Exercise aim:
Exact copies of all the records are to be output.

Data items:
§ §

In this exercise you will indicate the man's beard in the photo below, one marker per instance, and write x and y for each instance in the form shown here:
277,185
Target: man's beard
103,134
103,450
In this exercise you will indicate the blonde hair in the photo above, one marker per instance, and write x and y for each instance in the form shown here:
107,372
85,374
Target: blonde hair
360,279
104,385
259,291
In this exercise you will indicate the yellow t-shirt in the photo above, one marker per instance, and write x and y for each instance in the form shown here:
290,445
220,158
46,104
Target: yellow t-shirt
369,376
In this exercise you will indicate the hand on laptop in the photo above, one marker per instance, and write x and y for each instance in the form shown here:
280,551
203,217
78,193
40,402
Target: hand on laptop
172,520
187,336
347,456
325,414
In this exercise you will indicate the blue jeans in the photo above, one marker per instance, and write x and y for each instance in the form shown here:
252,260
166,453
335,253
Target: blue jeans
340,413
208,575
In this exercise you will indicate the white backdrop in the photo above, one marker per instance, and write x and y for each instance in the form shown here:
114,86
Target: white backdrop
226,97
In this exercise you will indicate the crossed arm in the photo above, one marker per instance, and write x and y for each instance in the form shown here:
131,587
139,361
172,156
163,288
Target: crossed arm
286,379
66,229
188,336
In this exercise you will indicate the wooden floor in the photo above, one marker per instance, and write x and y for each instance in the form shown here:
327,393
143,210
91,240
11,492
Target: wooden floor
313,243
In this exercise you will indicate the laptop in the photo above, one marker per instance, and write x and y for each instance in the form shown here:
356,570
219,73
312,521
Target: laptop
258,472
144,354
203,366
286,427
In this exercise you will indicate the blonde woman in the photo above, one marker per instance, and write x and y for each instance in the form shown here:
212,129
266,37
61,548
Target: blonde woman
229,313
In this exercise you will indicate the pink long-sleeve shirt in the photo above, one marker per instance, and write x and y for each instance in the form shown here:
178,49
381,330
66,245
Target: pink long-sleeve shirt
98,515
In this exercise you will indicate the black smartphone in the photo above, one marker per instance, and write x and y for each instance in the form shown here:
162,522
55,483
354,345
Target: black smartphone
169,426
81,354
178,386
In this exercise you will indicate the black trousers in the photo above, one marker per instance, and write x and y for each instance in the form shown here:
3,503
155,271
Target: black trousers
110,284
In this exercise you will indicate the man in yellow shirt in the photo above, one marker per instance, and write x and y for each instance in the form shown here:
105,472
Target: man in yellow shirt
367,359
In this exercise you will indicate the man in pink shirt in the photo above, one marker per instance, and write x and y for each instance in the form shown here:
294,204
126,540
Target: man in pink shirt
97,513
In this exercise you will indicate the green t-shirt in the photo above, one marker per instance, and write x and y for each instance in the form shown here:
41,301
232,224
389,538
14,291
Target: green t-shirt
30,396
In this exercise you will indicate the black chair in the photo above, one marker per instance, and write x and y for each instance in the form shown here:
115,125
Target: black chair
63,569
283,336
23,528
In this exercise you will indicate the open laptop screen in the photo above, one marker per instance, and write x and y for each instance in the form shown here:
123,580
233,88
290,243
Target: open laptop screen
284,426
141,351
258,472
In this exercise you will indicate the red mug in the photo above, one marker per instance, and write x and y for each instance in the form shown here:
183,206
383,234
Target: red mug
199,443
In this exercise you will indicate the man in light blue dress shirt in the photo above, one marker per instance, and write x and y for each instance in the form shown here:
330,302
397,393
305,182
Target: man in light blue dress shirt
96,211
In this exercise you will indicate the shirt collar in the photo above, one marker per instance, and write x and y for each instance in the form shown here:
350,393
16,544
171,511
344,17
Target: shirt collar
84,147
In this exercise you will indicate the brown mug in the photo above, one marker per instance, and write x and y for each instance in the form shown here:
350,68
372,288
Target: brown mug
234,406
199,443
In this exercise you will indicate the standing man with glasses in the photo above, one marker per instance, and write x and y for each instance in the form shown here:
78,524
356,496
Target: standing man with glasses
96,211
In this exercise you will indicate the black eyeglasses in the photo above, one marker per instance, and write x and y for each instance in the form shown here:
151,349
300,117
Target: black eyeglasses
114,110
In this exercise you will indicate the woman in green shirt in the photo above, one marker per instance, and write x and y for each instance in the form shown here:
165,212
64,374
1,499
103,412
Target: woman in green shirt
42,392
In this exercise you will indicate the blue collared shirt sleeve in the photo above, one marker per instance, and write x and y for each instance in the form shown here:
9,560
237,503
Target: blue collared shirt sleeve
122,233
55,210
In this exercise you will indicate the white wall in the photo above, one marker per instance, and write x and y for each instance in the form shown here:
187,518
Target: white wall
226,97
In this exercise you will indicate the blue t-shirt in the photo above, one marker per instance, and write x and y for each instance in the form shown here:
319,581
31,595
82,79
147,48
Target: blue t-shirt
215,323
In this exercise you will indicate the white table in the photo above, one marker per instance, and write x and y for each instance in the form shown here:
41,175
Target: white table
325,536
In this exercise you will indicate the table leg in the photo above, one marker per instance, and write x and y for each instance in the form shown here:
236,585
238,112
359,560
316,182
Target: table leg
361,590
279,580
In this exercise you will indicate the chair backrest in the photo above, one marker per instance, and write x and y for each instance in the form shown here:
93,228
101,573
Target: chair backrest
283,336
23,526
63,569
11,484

§ §

Solution:
In this exercise you will indicate the man's beard in the photo below, one marker per instance, and write x and y for each instance in the form shown here:
277,185
Target: man's beard
103,134
103,450
In this exercise you will indicate the blonde hair in the photo above, one marker per instance, and write x and y for each instance in the form shown here:
107,372
85,374
Target: blonde hair
360,279
104,385
259,291
In this exercise you will indicate the yellow t-shirt in the photo above, one marker per instance, and write x and y for each instance in the form shown here:
290,445
220,158
46,104
Target: yellow t-shirt
369,376
In this exercise you will indicate the hand on laptop in the photo above, one marker per instance, and write x and y for each instance in the form shown here:
280,551
203,217
78,193
40,402
Target: hand on laptop
172,520
187,336
347,456
325,414
In this exercise you will indicate the blue jeans in the photo above, one marker per instance, and write x and y for each instance in the form shown here:
252,260
166,453
335,253
Target: blue jeans
340,413
208,575
In this exercise you will indicate the white backdrop in the photo above, one marker per instance, and write x and y for each instance in the form shown here:
114,86
Target: white backdrop
226,97
In this exercise you will indicate the crossed arm in the photo above, one marker per instance, and write x and y for each instance in the form shown here:
131,587
139,361
172,156
163,288
Target: crossed arm
286,379
66,229
188,336
In this exercise you will indicate the wooden floor in the photo above, one marker per instance, and write x and y for each instance in the form shown here:
327,393
143,210
91,240
11,492
Target: wooden floor
313,243
In this exercise you will indicate the laptop in the photo above, one marker per instance, and write x and y for each instance in the form shown here:
356,570
219,73
312,521
Target: laptop
258,472
144,354
203,366
286,427
In this exercise you will indicate the blonde woman in the photo above, one marker per instance, and write x and y for each instance in the form shown here:
212,129
266,37
61,548
Target: blonde woman
229,313
In this exercise you will indicate the pink long-sleeve shirt in the photo above, one marker per instance, and write x and y for each instance in the form shown here:
178,49
381,330
66,245
Target: pink long-sleeve shirt
98,515
In this exercise you will indicate the black smartphone in the photo above, one marker per instance, and write x and y for each instance in the form shown here:
162,522
55,483
354,345
Target: black smartphone
169,426
81,354
178,386
In this exercise you will indicate the black trousers in the photo above, one marker per instance, and write x and y for each instance in the form shown here:
3,503
155,271
Target: black trousers
110,284
In this exercise you will indicate the man in yellow shirt in the photo above, one marker per instance, and write x and y for each instance in the form shown here:
105,472
Target: man in yellow shirt
367,359
In this exercise you will indicate the man in pink shirt in the photo above, one marker per instance, and write x and y for each instance in the form shown here:
294,204
126,540
Target: man in pink shirt
97,513
In this exercise you will indicate the green t-shirt in the photo above, one marker per instance, and write x and y for each instance in the form shown here:
41,301
232,224
389,538
14,291
Target: green t-shirt
30,396
In this exercise you will indicate the black chair in the photo above, one marker per instance, and write x and y for each instance in the form shown here:
115,125
Target: black chair
63,569
283,336
23,528
In this exercise you will indicate the open laptop screen in the photo above, one marker per instance, and write x and y for each instance in the form shown here:
123,580
233,88
290,243
Target: open laptop screen
284,426
141,351
258,472
In this exercise you will indicate the red mug in the photo above, one marker per instance, and write x and y for each instance in the form shown here:
183,206
383,234
Target: red mug
199,443
In this exercise you will indicate the man in light blue dress shirt in the photo above, one marker per instance, and write x and y for each instance in the form shown here:
330,302
397,393
305,182
Target: man in light blue dress shirt
96,211
In this exercise you will indicate the shirt collar in the photo above, one marker per instance, and write x and y for each instance in the form shown here:
350,393
16,544
171,511
344,17
Target: shirt collar
84,147
In this exercise you will indicate the brown mug in the photo above, one marker per instance, and write x and y for each instance in the form shown here:
350,68
372,288
Target: brown mug
234,406
199,443
In this exercise you will indicate the standing man with glasses in the photo above, one marker per instance, and write x and y for each instance in the form shown here:
78,524
356,496
Target: standing man with glasses
96,211
In this exercise you will indicate the black eyeglasses in the photo above, one marker per instance, and write x and y for each instance in the form shown here:
151,349
300,117
Target: black eyeglasses
114,110
In this exercise you will indicate the woman in green shirt in the photo above, one marker per instance, and write x and y for each instance in the form shown here:
165,212
64,374
1,499
103,412
Target: woman in green shirt
42,392
In this exercise you will indicate the blue collared shirt sleeve in the photo above, one marker per instance, and write x and y for each instance in the form shown here:
9,560
237,503
Target: blue collared shirt sleeve
122,233
55,210
In this exercise you will indicate the white wall in the photo above, one marker per instance, and write x and y for each instance in the form shown here:
187,518
Target: white wall
226,97
In this exercise you will indicate the blue t-shirt in the photo above, one marker per instance, and write x and y for each instance in the form shown here:
319,581
31,595
82,79
147,48
Target: blue t-shirt
215,323
In this exercise you will indicate the white table in the photo above, one marker per instance, and write x and y for each instance in the form shown here:
41,175
Target: white table
325,536
In this exercise you will indicate the table leg in the photo above, one marker per instance, and write x and y for each instance in the form shown here:
236,585
238,112
359,560
316,182
Target: table leg
361,590
279,580
In this exercise you will indicate the chair backrest in the photo above, one marker per instance, and write x and y for each instance in the form shown here:
93,228
101,573
Target: chair backrest
283,336
23,526
63,569
11,484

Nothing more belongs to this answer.